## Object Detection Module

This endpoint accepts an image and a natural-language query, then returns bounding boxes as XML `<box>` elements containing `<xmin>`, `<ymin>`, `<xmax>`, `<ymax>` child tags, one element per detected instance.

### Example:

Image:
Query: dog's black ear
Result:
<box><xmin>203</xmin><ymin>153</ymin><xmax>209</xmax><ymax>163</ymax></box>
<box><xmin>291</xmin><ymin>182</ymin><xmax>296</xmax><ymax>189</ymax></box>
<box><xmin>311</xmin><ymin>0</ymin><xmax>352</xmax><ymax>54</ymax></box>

What is expected:
Word for word, set down the lines from the beginning of the records through the line that holds "Query: dog's black ear". Leave out the rest.

Answer to the problem:
## Object Detection Module

This endpoint accepts an image and a natural-language query, then returns bounding boxes as XML `<box>` elements containing `<xmin>`, `<ymin>`, `<xmax>`, `<ymax>` child tags, one element per detected instance.

### Example:

Image:
Query: dog's black ear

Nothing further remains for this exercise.